ACTIVITY
In your copy, leave out the pictures and output only the lines from the one holding "Drop one point on every instance of the yellow taxi" through the end of the data below, exactly.

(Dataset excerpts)

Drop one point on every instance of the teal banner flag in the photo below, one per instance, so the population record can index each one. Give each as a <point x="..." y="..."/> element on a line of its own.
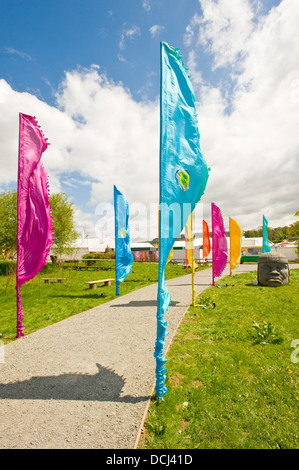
<point x="183" y="178"/>
<point x="266" y="246"/>
<point x="123" y="253"/>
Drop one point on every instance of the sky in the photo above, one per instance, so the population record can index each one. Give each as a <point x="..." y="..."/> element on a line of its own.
<point x="89" y="70"/>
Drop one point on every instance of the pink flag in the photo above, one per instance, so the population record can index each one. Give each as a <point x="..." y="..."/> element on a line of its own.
<point x="219" y="243"/>
<point x="34" y="227"/>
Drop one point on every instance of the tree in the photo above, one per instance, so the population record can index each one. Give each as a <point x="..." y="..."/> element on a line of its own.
<point x="8" y="223"/>
<point x="63" y="224"/>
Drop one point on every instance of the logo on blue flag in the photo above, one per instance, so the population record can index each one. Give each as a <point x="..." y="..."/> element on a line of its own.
<point x="183" y="177"/>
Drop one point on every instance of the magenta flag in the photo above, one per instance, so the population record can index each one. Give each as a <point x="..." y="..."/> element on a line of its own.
<point x="34" y="226"/>
<point x="219" y="243"/>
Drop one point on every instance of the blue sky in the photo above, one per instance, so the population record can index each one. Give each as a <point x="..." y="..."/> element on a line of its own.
<point x="90" y="71"/>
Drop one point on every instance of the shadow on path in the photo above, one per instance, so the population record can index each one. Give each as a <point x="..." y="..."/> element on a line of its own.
<point x="106" y="385"/>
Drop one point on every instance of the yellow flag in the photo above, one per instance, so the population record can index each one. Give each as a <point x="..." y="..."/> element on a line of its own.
<point x="235" y="233"/>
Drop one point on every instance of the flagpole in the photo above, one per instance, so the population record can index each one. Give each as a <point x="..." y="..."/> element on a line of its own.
<point x="213" y="246"/>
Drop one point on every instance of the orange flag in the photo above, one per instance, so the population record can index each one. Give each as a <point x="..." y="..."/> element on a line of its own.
<point x="206" y="244"/>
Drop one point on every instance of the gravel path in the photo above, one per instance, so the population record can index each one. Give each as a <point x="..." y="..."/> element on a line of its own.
<point x="85" y="382"/>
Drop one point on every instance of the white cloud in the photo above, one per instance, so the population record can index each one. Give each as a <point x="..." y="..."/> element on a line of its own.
<point x="13" y="51"/>
<point x="252" y="149"/>
<point x="98" y="131"/>
<point x="155" y="30"/>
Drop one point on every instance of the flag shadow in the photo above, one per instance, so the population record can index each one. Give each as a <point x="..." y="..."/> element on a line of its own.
<point x="105" y="385"/>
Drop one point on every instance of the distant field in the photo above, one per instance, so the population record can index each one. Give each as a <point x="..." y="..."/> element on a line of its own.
<point x="231" y="377"/>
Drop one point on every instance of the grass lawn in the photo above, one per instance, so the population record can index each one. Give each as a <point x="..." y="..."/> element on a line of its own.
<point x="44" y="304"/>
<point x="228" y="387"/>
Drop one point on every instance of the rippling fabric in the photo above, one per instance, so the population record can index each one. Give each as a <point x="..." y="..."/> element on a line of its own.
<point x="183" y="178"/>
<point x="206" y="244"/>
<point x="123" y="253"/>
<point x="235" y="238"/>
<point x="266" y="245"/>
<point x="219" y="242"/>
<point x="34" y="223"/>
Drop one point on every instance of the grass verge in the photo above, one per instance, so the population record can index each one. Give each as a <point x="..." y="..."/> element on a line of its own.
<point x="232" y="382"/>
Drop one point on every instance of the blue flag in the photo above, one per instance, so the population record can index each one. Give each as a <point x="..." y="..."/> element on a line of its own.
<point x="123" y="254"/>
<point x="266" y="246"/>
<point x="183" y="177"/>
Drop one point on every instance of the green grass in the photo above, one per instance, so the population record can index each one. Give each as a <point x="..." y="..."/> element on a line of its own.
<point x="229" y="388"/>
<point x="45" y="304"/>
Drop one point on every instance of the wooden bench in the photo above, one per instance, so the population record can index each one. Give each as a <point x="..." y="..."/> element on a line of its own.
<point x="93" y="284"/>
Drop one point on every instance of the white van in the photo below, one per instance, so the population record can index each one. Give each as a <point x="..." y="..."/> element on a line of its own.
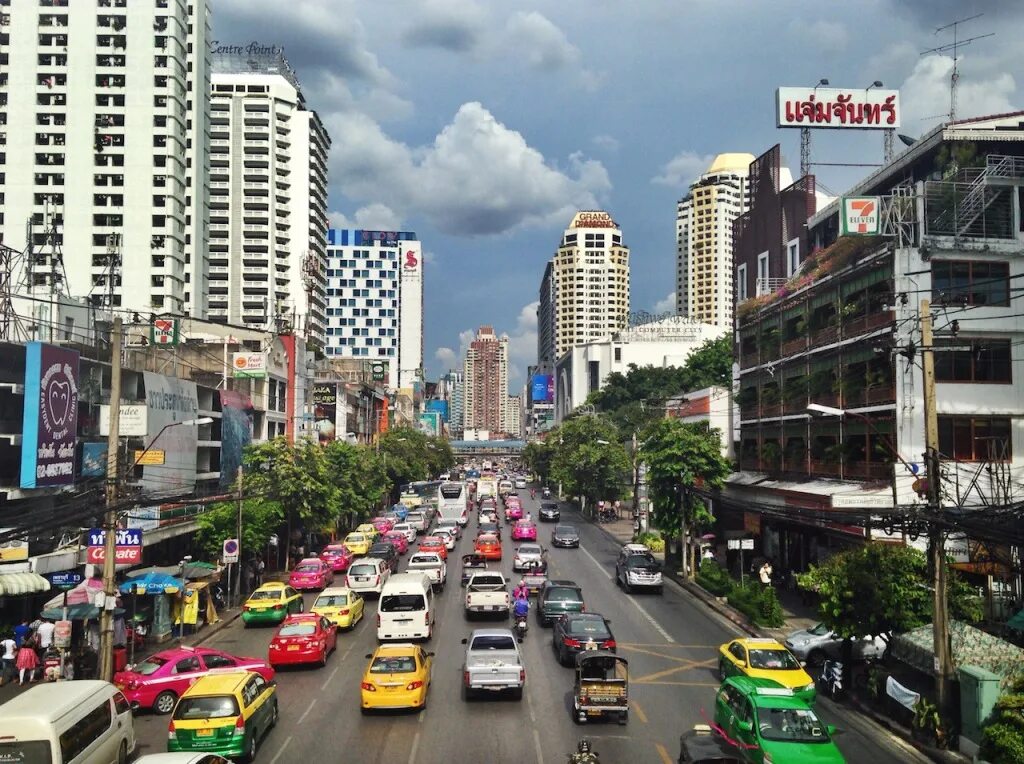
<point x="406" y="609"/>
<point x="82" y="722"/>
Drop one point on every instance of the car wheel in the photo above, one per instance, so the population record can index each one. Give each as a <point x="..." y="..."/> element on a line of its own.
<point x="164" y="704"/>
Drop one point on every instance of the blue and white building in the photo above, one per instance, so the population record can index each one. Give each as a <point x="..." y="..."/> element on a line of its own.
<point x="375" y="300"/>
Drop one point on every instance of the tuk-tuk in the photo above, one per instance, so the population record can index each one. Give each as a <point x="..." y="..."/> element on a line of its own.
<point x="601" y="686"/>
<point x="472" y="563"/>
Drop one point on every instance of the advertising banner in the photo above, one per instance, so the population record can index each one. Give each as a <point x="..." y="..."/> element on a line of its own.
<point x="171" y="399"/>
<point x="326" y="412"/>
<point x="543" y="388"/>
<point x="50" y="419"/>
<point x="236" y="432"/>
<point x="128" y="551"/>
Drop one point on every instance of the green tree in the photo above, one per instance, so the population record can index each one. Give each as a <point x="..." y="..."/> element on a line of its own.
<point x="682" y="455"/>
<point x="589" y="461"/>
<point x="298" y="478"/>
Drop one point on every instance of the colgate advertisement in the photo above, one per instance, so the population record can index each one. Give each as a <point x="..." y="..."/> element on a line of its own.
<point x="128" y="550"/>
<point x="50" y="419"/>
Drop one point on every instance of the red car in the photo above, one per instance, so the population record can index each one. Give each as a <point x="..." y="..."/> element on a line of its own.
<point x="305" y="638"/>
<point x="397" y="540"/>
<point x="311" y="573"/>
<point x="159" y="681"/>
<point x="338" y="556"/>
<point x="433" y="544"/>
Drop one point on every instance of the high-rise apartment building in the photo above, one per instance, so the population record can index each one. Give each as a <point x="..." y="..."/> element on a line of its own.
<point x="267" y="196"/>
<point x="103" y="105"/>
<point x="485" y="374"/>
<point x="591" y="281"/>
<point x="704" y="240"/>
<point x="375" y="300"/>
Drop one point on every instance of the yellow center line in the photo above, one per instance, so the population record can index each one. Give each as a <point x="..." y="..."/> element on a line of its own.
<point x="639" y="711"/>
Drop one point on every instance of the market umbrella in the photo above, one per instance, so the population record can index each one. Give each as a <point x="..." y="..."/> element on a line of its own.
<point x="151" y="583"/>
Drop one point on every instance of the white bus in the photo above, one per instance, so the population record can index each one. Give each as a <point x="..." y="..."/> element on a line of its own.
<point x="452" y="502"/>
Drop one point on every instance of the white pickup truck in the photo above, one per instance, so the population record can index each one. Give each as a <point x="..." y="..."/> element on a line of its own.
<point x="493" y="664"/>
<point x="431" y="564"/>
<point x="487" y="592"/>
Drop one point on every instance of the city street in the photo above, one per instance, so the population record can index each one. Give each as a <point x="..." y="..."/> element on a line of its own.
<point x="670" y="640"/>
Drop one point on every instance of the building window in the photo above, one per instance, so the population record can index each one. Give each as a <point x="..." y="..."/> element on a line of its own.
<point x="975" y="438"/>
<point x="971" y="283"/>
<point x="979" y="361"/>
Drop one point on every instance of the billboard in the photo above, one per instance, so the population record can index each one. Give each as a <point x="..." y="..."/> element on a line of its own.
<point x="49" y="422"/>
<point x="170" y="400"/>
<point x="856" y="109"/>
<point x="236" y="432"/>
<point x="326" y="412"/>
<point x="542" y="389"/>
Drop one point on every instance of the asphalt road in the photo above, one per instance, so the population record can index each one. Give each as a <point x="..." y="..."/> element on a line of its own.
<point x="671" y="642"/>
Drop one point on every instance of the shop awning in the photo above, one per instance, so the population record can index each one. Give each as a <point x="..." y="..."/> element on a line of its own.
<point x="23" y="583"/>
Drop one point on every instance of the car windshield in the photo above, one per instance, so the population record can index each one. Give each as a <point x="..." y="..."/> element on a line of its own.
<point x="211" y="707"/>
<point x="297" y="630"/>
<point x="792" y="725"/>
<point x="773" y="659"/>
<point x="151" y="665"/>
<point x="265" y="594"/>
<point x="393" y="665"/>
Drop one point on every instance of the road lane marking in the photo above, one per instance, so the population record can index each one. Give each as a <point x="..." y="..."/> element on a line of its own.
<point x="646" y="616"/>
<point x="412" y="754"/>
<point x="664" y="753"/>
<point x="284" y="747"/>
<point x="637" y="708"/>
<point x="306" y="712"/>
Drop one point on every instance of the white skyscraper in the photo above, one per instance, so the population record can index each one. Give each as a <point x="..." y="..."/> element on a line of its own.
<point x="704" y="240"/>
<point x="375" y="300"/>
<point x="102" y="105"/>
<point x="267" y="196"/>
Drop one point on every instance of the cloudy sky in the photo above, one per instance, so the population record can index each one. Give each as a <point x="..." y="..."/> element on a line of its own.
<point x="482" y="126"/>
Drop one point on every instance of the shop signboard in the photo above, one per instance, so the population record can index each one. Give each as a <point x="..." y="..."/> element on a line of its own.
<point x="128" y="546"/>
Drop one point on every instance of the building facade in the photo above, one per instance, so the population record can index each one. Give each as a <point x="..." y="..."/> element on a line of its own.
<point x="704" y="240"/>
<point x="375" y="301"/>
<point x="267" y="198"/>
<point x="590" y="282"/>
<point x="485" y="373"/>
<point x="89" y="89"/>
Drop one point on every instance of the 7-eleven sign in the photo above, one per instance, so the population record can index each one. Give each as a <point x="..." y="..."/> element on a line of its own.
<point x="860" y="216"/>
<point x="164" y="332"/>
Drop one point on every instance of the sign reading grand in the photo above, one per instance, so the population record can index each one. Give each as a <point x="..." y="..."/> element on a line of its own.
<point x="839" y="108"/>
<point x="50" y="419"/>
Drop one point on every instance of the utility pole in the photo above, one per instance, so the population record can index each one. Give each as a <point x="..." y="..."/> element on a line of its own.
<point x="111" y="516"/>
<point x="936" y="539"/>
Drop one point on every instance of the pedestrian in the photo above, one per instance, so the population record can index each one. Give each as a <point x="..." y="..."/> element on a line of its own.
<point x="7" y="651"/>
<point x="27" y="661"/>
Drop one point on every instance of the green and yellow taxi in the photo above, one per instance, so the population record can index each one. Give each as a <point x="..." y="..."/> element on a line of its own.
<point x="765" y="659"/>
<point x="271" y="603"/>
<point x="340" y="605"/>
<point x="358" y="543"/>
<point x="224" y="713"/>
<point x="772" y="725"/>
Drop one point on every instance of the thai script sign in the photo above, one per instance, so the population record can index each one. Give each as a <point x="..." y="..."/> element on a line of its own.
<point x="838" y="108"/>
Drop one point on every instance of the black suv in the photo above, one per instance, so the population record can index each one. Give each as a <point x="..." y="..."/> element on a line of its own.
<point x="557" y="597"/>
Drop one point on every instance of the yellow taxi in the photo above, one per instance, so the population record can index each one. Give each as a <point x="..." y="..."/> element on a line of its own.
<point x="340" y="605"/>
<point x="369" y="529"/>
<point x="397" y="677"/>
<point x="358" y="543"/>
<point x="765" y="659"/>
<point x="271" y="603"/>
<point x="224" y="713"/>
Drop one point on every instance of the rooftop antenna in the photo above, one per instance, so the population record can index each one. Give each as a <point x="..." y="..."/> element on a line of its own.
<point x="953" y="46"/>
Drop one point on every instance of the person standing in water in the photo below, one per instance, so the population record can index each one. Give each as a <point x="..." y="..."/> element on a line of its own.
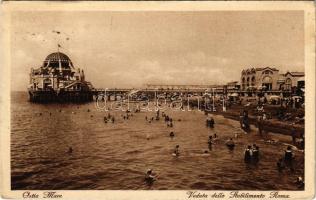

WRITTEN ANSWER
Drop one point on every instance of the yellow taxi in the photo above, one per instance, so the population record can index each one. Give each as a <point x="..." y="..."/> element on a line of its own.
<point x="340" y="605"/>
<point x="369" y="529"/>
<point x="397" y="677"/>
<point x="358" y="543"/>
<point x="765" y="659"/>
<point x="271" y="603"/>
<point x="224" y="713"/>
Drop one point on every instance of the rooftop antenna in the photo above, one per instance, so the population record can index each one. Give each as a <point x="..." y="..."/> element on a line of its own.
<point x="953" y="46"/>
Drop one point on every instance of the person standing in water in the photo below, one per instance, so the population record can index each one. Give each as a <point x="..." y="..."/> element on a line of its own.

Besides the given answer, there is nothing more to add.